> _WHAT YOU SHOULD DO_
Go through the data and report each line that holds the string "glass".

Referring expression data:

"""

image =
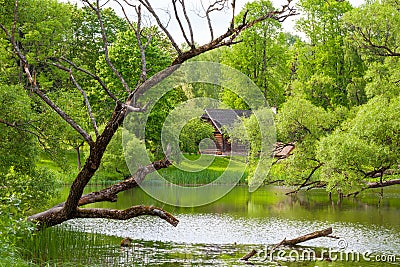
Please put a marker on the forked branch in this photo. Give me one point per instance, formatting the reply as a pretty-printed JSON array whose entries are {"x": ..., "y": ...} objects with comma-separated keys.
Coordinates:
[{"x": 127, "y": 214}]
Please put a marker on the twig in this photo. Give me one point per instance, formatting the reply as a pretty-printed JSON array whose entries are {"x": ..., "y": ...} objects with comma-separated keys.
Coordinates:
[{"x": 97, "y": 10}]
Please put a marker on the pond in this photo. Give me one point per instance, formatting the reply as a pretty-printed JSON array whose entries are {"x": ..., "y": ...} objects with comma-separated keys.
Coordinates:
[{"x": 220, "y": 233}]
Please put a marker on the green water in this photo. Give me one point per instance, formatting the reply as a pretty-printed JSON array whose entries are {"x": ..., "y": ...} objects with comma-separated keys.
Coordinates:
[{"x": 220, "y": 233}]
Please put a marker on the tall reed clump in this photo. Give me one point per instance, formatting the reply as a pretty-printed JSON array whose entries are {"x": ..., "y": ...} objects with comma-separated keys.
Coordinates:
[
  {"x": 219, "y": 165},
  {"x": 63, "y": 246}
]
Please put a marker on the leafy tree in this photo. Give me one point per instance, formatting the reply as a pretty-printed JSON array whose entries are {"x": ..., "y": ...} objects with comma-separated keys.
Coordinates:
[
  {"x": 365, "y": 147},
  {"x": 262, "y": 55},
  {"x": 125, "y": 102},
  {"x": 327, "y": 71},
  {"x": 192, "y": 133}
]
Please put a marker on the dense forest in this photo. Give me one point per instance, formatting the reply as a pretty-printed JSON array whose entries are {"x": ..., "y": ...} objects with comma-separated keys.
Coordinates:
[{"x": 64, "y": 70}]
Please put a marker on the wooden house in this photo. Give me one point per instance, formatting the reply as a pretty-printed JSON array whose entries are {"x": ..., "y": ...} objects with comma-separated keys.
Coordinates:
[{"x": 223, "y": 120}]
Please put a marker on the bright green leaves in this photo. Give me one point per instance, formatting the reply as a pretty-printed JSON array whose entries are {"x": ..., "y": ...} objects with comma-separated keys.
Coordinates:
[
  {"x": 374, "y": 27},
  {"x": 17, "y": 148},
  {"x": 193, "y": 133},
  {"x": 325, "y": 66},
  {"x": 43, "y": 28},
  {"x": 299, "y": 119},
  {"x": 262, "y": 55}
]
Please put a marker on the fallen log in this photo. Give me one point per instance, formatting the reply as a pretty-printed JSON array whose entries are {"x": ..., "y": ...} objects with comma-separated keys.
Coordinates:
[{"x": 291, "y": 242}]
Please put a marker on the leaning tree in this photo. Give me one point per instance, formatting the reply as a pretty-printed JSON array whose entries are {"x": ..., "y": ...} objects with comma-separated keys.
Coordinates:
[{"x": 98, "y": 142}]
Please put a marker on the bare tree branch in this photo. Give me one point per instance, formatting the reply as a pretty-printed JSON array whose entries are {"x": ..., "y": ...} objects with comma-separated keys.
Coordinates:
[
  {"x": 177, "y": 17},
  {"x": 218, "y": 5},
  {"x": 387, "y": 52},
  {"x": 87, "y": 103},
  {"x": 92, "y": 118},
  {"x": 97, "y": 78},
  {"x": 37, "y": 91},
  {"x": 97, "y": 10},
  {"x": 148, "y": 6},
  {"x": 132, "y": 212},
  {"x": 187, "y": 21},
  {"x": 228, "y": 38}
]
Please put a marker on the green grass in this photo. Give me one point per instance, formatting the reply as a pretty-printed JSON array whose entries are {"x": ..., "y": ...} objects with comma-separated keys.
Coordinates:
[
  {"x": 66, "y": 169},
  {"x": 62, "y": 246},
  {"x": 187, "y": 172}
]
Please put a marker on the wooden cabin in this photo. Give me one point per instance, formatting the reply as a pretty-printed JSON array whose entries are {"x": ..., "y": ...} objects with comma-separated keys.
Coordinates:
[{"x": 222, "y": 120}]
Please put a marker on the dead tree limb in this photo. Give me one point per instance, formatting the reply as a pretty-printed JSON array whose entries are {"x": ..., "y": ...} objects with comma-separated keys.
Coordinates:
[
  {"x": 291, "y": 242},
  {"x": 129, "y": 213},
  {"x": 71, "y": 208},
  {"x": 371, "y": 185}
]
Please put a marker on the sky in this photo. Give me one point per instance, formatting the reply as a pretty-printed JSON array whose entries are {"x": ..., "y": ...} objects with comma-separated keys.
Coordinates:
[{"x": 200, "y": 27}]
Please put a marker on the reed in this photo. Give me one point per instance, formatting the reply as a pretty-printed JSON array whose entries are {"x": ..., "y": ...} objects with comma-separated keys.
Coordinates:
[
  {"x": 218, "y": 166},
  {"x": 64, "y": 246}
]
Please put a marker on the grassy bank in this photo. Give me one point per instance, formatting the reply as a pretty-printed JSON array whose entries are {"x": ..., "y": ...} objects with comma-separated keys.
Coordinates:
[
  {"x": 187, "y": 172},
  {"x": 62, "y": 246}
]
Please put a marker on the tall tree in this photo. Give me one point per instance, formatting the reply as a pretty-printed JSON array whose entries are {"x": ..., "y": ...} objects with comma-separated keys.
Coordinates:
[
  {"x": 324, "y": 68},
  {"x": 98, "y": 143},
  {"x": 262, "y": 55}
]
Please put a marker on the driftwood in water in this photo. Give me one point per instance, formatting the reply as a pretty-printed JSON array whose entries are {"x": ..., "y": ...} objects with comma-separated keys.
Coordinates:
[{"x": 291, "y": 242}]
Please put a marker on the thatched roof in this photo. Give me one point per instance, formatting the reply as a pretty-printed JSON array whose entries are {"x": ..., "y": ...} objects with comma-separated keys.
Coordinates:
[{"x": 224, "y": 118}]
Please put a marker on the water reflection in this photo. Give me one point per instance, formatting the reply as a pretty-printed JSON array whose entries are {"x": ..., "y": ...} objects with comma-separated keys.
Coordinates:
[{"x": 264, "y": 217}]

"""
"""

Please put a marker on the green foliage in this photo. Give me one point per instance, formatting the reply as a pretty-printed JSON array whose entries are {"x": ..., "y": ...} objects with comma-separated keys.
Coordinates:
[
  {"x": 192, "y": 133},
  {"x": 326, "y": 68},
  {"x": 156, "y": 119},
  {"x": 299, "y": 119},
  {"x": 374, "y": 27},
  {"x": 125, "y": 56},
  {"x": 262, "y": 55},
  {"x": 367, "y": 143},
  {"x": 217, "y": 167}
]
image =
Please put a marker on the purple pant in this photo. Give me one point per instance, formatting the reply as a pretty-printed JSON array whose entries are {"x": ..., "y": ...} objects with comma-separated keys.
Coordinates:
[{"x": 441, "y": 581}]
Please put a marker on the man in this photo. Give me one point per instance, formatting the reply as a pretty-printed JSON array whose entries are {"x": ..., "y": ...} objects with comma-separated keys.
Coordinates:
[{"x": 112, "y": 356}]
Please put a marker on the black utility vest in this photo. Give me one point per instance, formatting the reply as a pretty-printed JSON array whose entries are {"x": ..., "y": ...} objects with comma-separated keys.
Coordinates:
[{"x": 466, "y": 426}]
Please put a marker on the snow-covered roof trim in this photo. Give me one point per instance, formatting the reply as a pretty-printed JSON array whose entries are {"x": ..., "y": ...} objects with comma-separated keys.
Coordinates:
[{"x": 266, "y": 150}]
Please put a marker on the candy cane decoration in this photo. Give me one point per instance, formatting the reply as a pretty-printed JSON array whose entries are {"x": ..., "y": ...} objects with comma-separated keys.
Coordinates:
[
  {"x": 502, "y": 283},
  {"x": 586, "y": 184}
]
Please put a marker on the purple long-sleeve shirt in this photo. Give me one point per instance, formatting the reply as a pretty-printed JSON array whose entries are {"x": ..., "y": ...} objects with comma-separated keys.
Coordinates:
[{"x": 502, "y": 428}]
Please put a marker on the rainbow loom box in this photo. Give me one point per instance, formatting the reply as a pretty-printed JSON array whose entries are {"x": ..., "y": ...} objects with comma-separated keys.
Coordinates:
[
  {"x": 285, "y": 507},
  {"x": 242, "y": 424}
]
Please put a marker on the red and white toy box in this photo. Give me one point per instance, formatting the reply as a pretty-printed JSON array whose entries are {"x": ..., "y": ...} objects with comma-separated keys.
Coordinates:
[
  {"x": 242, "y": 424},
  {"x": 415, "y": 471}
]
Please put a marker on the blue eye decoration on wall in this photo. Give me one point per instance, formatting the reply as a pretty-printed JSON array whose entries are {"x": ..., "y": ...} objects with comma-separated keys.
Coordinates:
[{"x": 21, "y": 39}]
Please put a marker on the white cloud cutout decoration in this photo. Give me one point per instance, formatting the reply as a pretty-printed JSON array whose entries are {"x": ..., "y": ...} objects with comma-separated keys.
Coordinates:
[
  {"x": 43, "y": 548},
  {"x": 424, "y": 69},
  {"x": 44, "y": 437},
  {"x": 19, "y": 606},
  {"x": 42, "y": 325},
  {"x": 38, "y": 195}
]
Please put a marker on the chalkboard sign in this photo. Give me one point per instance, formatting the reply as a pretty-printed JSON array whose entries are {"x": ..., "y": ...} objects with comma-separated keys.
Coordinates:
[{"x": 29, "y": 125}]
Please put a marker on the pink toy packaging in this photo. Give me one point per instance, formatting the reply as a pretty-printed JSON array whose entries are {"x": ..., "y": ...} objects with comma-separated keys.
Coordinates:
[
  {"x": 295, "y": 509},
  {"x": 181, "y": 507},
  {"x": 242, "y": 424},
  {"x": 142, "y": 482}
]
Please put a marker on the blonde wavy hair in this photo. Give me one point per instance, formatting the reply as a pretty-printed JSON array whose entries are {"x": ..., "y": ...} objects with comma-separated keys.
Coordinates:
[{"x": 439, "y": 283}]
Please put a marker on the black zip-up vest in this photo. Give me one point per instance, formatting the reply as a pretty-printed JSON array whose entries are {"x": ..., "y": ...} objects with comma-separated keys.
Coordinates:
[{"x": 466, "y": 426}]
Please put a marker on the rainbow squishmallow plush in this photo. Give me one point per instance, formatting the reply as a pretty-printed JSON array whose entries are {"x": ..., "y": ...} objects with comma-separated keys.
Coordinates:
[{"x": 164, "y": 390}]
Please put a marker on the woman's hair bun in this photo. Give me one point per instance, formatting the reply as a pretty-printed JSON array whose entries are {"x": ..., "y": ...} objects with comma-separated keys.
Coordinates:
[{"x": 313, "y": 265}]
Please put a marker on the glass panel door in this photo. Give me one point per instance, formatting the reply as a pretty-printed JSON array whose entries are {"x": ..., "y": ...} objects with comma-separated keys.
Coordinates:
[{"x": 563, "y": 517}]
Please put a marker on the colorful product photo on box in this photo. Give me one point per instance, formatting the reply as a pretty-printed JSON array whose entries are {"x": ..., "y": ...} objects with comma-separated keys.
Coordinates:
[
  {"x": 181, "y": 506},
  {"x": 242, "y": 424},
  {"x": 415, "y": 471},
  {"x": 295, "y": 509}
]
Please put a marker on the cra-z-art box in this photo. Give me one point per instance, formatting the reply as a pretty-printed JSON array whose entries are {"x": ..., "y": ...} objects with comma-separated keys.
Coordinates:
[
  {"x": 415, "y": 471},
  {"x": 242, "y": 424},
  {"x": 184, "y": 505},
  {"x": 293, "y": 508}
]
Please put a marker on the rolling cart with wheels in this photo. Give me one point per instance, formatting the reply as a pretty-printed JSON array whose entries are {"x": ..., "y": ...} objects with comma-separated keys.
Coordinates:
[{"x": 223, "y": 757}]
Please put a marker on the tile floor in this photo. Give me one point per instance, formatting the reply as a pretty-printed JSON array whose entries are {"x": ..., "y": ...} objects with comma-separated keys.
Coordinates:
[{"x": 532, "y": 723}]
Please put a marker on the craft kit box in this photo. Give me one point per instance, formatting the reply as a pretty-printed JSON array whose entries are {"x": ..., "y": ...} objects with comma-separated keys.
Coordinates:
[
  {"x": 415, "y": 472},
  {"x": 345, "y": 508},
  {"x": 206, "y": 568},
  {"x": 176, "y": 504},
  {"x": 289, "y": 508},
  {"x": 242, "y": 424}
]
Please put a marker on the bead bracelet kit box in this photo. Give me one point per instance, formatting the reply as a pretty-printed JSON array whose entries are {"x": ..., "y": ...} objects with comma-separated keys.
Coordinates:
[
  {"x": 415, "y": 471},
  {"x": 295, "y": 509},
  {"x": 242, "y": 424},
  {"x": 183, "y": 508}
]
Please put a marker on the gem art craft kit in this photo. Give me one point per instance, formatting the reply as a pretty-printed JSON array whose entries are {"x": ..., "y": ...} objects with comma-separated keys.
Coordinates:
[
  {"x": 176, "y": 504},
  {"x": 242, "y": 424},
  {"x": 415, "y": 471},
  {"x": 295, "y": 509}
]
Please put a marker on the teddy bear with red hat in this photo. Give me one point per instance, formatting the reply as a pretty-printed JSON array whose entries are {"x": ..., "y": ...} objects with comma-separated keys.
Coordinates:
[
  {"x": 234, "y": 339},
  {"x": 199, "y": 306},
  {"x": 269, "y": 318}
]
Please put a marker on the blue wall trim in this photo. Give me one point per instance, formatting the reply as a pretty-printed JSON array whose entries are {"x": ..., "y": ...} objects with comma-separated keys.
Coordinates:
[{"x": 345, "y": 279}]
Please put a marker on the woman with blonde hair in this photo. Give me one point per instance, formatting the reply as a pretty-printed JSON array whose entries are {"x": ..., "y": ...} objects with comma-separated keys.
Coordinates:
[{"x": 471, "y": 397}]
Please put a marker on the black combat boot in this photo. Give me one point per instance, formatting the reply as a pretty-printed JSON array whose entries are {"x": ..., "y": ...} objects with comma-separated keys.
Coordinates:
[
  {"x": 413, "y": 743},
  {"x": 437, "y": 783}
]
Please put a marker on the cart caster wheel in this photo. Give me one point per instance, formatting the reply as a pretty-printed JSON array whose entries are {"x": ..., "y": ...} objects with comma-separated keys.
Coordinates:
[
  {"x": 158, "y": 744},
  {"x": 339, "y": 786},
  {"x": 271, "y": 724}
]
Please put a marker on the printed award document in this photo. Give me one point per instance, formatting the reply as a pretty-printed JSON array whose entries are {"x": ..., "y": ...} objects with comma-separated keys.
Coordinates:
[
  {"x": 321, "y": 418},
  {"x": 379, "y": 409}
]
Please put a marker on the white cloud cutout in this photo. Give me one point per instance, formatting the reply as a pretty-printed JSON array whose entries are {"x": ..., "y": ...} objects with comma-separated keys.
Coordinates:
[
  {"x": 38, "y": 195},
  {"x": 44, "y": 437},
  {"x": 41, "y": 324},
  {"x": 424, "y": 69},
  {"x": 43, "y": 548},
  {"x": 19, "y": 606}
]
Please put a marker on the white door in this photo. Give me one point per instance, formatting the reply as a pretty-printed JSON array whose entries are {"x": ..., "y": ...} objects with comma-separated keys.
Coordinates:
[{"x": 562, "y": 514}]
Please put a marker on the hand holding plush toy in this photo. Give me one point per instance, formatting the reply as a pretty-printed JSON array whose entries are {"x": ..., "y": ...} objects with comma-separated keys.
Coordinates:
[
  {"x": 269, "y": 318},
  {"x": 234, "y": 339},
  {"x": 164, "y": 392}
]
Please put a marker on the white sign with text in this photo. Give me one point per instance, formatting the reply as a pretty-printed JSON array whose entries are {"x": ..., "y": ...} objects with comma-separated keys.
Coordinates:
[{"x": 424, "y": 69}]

"""
"""

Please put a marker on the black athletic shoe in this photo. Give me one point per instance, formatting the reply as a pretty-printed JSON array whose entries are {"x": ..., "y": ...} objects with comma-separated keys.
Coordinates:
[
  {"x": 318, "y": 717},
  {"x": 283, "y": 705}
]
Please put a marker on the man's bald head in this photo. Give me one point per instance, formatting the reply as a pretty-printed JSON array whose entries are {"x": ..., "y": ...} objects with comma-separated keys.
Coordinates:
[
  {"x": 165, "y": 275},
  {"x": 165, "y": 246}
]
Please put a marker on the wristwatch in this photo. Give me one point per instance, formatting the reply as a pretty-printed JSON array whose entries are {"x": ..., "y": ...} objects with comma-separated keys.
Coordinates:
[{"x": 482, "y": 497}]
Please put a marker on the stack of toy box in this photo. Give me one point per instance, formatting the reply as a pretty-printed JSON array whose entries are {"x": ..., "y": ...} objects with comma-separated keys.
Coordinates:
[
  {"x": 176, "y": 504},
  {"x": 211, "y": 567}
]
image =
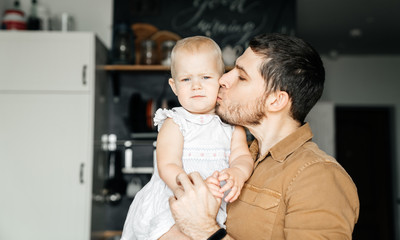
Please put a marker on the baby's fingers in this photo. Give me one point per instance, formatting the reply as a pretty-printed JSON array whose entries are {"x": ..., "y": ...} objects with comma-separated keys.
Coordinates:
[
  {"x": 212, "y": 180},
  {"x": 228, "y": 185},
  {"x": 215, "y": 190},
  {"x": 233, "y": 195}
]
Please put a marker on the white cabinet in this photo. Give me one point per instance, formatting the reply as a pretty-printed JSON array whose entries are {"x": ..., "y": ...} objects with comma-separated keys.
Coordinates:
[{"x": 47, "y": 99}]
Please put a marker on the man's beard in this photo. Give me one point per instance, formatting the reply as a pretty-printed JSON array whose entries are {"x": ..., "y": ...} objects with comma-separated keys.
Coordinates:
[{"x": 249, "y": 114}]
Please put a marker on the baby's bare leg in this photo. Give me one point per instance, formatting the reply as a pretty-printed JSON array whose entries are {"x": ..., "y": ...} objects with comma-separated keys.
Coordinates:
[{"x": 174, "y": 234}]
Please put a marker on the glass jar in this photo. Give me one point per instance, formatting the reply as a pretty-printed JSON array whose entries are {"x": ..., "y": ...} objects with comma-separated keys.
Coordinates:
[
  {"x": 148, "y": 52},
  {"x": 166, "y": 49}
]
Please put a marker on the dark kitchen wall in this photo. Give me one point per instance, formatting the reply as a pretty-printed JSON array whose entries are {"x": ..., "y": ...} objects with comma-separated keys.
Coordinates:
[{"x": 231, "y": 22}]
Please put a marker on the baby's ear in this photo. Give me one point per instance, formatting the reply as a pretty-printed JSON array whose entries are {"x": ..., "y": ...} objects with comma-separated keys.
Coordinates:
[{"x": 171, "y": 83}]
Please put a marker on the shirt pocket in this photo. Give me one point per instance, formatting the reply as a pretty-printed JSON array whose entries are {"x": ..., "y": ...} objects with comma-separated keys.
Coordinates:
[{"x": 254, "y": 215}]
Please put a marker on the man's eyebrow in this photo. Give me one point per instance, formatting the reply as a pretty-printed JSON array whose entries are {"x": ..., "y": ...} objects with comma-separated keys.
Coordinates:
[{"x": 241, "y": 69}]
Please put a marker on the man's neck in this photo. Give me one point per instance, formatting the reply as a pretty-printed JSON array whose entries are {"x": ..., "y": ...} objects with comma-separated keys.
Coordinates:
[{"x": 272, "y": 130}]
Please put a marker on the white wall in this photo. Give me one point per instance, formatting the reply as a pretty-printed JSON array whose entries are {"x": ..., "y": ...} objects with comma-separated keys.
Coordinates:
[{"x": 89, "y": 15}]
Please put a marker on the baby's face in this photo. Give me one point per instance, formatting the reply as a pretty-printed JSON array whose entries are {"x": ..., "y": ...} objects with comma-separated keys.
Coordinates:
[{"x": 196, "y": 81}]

"""

> _RESULT OF THE TASK_
Please put a marker on the glass panel door in this photo. Give me one point per instance, formatting the reply as a pretty-printed JSON array whose entries are {"x": ..., "y": ...} objects with comma-separated keys.
Please put a marker on the glass jar in this photo. Give me one point per instance, formatting the reply as a pretty-printed JSON array whose entries are {"x": ..., "y": ...} objects with comma-separated keys.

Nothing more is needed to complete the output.